A run of entries:
== == ==
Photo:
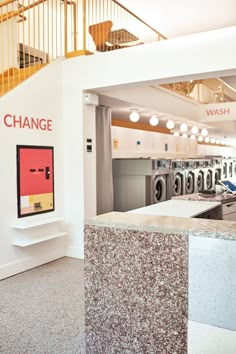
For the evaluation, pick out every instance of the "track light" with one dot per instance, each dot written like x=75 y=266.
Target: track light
x=134 y=116
x=176 y=134
x=204 y=132
x=194 y=129
x=170 y=124
x=153 y=120
x=183 y=127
== == ==
Written task = Rewrite the entries above with every "track light" changed to "ceiling light" and everything else kept the same. Leave out the pictures.

Result =
Photo:
For the evaluation, pick out every instance of the "ceiling light" with one dot per instance, each dot written like x=75 y=266.
Target: ceiling light
x=134 y=116
x=176 y=134
x=204 y=132
x=194 y=129
x=170 y=124
x=153 y=120
x=183 y=127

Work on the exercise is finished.